Textauszug →
Die beiden Referenten, die mit ihrem Büro zahlreiche Wettbewerbs- und Architekturpreise eingefahren haben, zeigten viele Beispiele wie grüne Freiräume bedarfsgerecht und auf die jeweilige Umgebung abgestimmt, geschaffen werden können. Darunter auch das Freiraumkonzept für die neue Akademie und Zentralverwaltung des Deutschen Fußball-Bunds (DFB) in Frankfurt/Main inklusive öffentlicher Grünanlage. Neben dem Siegerentwurf des Architekturbüros kadawittfeldarchitektur (Aachen) überzeugte mit ihrem Konzept auch das Greenbox-Team im Wettbewerb.
Grundidee war es, einen zusammenhängenden „Waldcampus“ zu schaffen: ein abwechslungsreicher Ort, der in den bestehenden Stadtwald eingebettet ist, mit ortstypischen Baumarten arbeitet und den Sportlern optimale Bedingungen zum Weiterbilden bietet. Der Spatenstich für den Neubau, der Ende 2021 öffnen soll, erfolgte Anfang Mai dieses Jahres.

Datenübersicht →
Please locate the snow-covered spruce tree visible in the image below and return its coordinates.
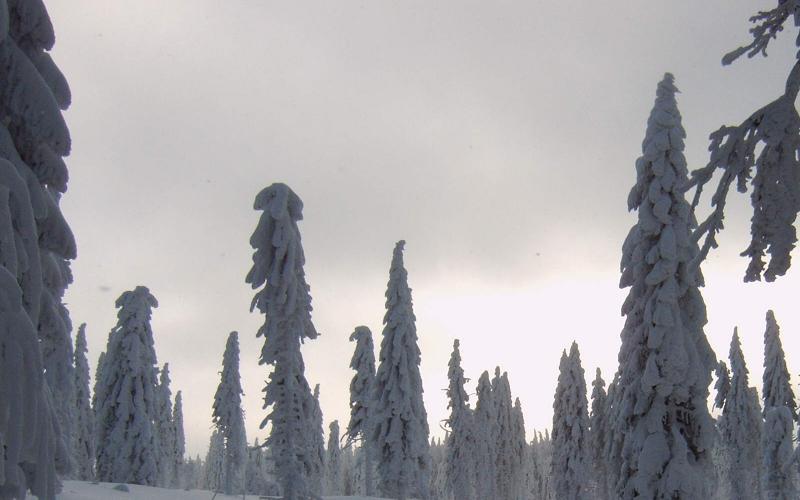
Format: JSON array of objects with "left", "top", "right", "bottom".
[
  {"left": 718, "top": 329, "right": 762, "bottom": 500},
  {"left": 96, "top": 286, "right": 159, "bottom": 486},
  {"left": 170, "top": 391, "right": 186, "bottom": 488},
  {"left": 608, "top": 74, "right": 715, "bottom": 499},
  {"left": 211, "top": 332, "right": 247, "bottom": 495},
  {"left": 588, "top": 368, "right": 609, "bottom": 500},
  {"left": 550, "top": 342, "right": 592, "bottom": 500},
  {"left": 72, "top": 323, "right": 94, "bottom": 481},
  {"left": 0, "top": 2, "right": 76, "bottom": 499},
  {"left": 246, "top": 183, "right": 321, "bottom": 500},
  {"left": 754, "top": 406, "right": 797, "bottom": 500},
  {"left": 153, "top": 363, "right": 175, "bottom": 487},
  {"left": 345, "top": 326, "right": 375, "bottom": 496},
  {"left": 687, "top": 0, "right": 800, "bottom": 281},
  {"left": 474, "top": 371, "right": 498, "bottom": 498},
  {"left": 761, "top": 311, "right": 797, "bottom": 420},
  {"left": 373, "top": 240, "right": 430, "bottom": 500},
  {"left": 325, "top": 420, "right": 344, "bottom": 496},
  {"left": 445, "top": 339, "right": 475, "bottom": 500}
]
--
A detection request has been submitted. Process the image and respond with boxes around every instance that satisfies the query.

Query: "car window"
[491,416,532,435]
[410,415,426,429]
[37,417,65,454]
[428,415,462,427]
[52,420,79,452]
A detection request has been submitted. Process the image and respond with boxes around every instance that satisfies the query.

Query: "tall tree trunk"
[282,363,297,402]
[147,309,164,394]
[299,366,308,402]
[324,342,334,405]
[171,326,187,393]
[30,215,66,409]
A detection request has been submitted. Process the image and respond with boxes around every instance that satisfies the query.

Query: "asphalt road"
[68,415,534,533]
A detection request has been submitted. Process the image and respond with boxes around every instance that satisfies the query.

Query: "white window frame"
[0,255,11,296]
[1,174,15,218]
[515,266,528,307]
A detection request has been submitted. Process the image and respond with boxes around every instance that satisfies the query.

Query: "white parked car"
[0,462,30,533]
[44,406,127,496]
---
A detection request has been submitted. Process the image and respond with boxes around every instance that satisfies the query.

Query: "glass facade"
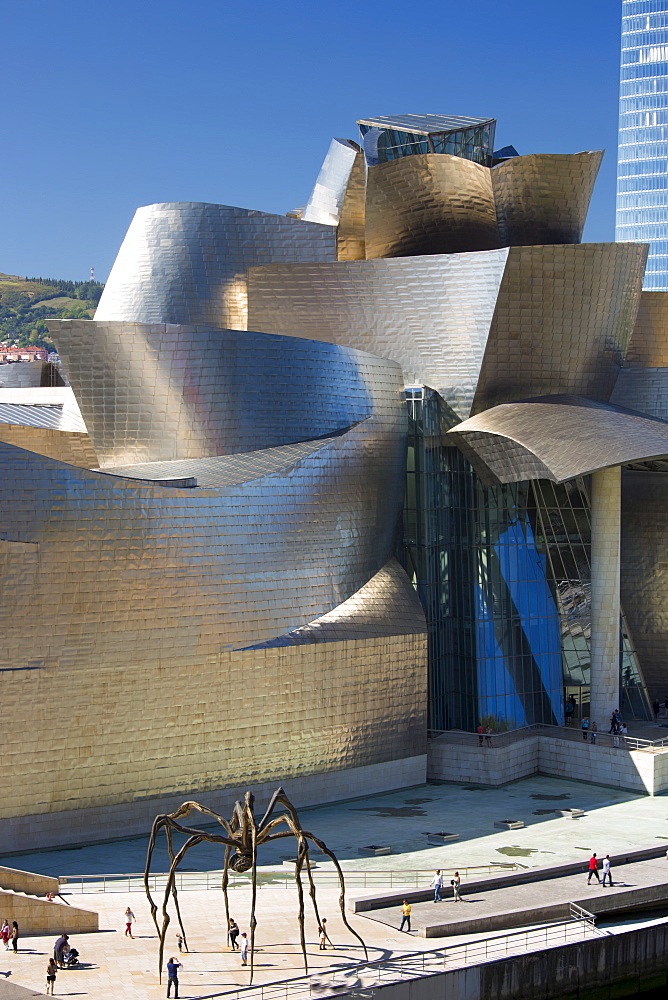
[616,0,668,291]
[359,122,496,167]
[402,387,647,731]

Aufgabe A → Schreiben Sie den Textauszug über den DFB-Campus beginnend mit „Die beiden Referenten, die“ und weiter bis „Mai dieses Jahres.“ erneut ab. Ersetzen Sie dabei „Stadtwald“ durch „Stadtforst“.
Aufgabe B → Nennen Sie alle Organisationen, Büros und Teams, die im Textauszug über den DFB-Campus namentlich vorkommen.
Aufgabe C → Führen Sie den Textauszug über den Waldcampus des DFB im Anschluss an seinen letzten Satz weiter.

Antwort A →
Die beiden Referenten, die mit ihrem Büro zahlreiche Wettbewerbs- und Architekturpreise eingefahren haben, zeigten viele Beispiele wie grüne Freiräume bedarfsgerecht und auf die jeweilige Umgebung abgestimmt, geschaffen werden können. Darunter auch das Freiraumkonzept für die neue Akademie und Zentralverwaltung des Deutschen Fußball-Bunds (DFB) in Frankfurt/Main inklusive öffentlicher Grünanlage. Neben dem Siegerentwurf des Architekturbüros kadawittfeldarchitektur (Aachen) überzeugte mit ihrem Konzept auch das Greenbox-Team im Wettbewerb.
Grundidee war es, einen zusammenhängenden „Waldcampus“ zu schaffen: ein abwechslungsreicher Ort, der in den bestehenden Stadtforst eingebettet ist, mit ortstypischen Baumarten arbeitet und den Sportlern optimale Bedingungen zum Weiterbilden bietet. Der Spatenstich für den Neubau, der Ende 2021 öffnen soll, erfolgte Anfang Mai dieses Jahres.

Antwort B → Deutscher Fußball-Bund (DFB), kadawittfeldarchitektur, Greenbox-Team

Antwort C →
„Zeitgemäße Gehölzpflanzungen“
Ökosystemleistungen würden als Selbstverständlichkeit betrachtet und seien bis dato nicht eingepreist. Fichten (Picea), Birken (Betula) und Buchen (Carpinus) seien schwer geschädigt, was in diesem Jahr u. a. auch an der massenhaften Samenbildung zu sehen sei. „Wir müssen nicht nur wissen, welches Grün wir etablieren wollen, wir müssen es auch pflegen können“, so Prof. Krieger. Für die „High Line“ in New York, eine stillgelegte Hochbahntrasse, die zu einer Parkanlage umgebaut wurde, stünde für die Pflege ein Budget von 3 Mio. Dollar/Jahr zur Verfügung – allein für den ersten Teilabschnitt: Ein Beispiel, das in Hamburg und wohl auch bundesweit seinesgleichen suche. An der „High Line“ machte er gleichfalls deutlich, dass sich ein Blick auf den Bestand für neue Pflanzplanungen „lohnt“.
Die auf der ehemaligen Gleisanlage etablierte Ruderalvegetation mit typischen Pioniergehölzen wie Birken wurde abgeräumt und im Zuge der Neupflanzung zum Teil wieder hergestellt. Das Pflanzkonzept, das der niederländische Gartendesigner Piet Oudolf entwickelt hat, war durch Spontanvegetation inspiriert. „Was man an diesem Beispiel sehr schön sehen kann, ist, dass wir mit Bildern arbeiten, an die wir gewöhnt sind und diese neu interpretieren“, so Krieger. Viele weitere Pflanzprojekte, die mit vorhandener Vegetation arbeiten, präsentierte Krieger nicht ohne darauf aufmerksam zu machen, dass heute kaum noch Sträucher zu sehen sind. „Ich bin der Meinung, dass wir mehr Strauchpflanzungen brauchen“, so der Appell des Referenten, der in diesem Zusammenhang auf eine erfolgreiche Züchtungsforschung von Pfeifensträuchern (Philadelphus) von über 100 Jahren hinwies. Darüber hinaus brauche es dynamische Konzepte, die neue Forschungserkenntnisse berücksichtigen, um jetzt eine zukunftsfähige klimawandeltaugliche Gehölzauswahl zu treffen.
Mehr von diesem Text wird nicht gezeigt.